Document text:
* begin *
If implemented in firmware and/or software, the functions may be stored as one or more instructions or code on a computer-readable medium. Examples include computer-readable media encoded with a data structure and computer-readable media encoded with a computer program. Computer-readable media includes physical computer storage media. A storage medium may be an available medium that can be accessed by a computer. By way of example, and not limitation, such computer-readable media can include RAM, ROM, EEPROM, CD-ROM or other optical disk storage, magnetic disk storage, solid state or other magnetic storage devices, or other medium that can be used to store desired program code in the form of instructions or data structures and that can be accessed by a computer; disk and disc, as used herein, includes compact disc (CD), laser disc, optical disc, digital versatile disc (DVD), floppy disk and Blu-ray disc where disks usually reproduce data magnetically, while discs reproduce data optically with lasers. Combinations of the above should also be included within the scope of computer-readable media.
In addition to storage on computer readable medium, instructions and/or data may be provided as signals on transmission media included in a communication apparatus. For example, a communication apparatus may include a transceiver having signals indicative of instructions and data. The instructions and data are configured to cause one or more processors to implement the functions outlined in the claims.
* end *
Collected material:
* begin *
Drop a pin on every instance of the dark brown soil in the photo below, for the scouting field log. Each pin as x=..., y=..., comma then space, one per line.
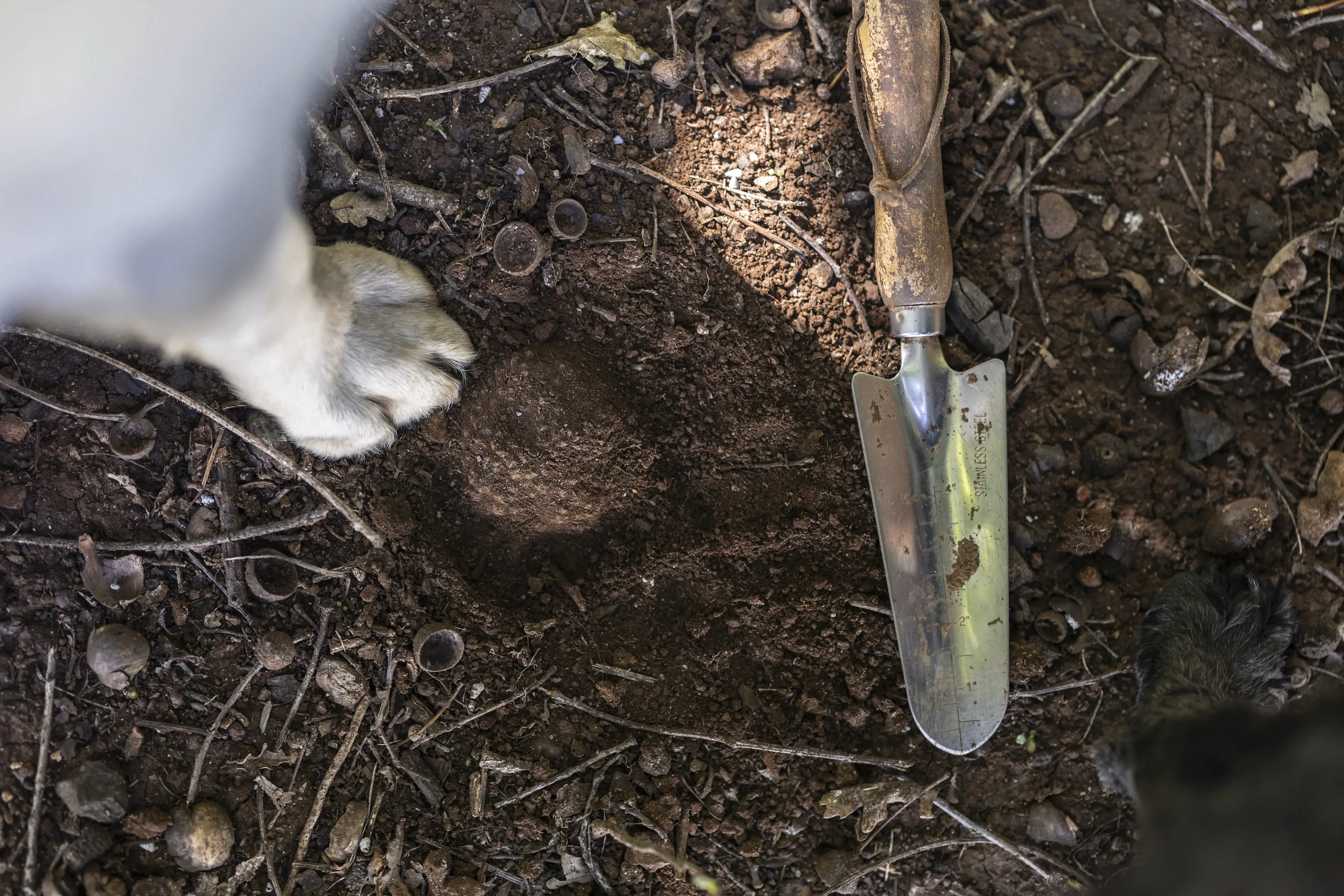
* end *
Task instructions:
1: In the document text, how do discs reproduce data?
2: Rewrite the stretch of the document text from "In addition to" through "in the claims.", putting "transmitter" in place of "transceiver".

Task-by-task outputs:
1: Discs reproduce data optically with lasers.

2:
In addition to storage on computer readable medium, instructions and/or data may be provided as signals on transmission media included in a communication apparatus. For example, a communication apparatus may include a transmitter having signals indicative of instructions and data. The instructions and data are configured to cause one or more processors to implement the functions outlined in the claims.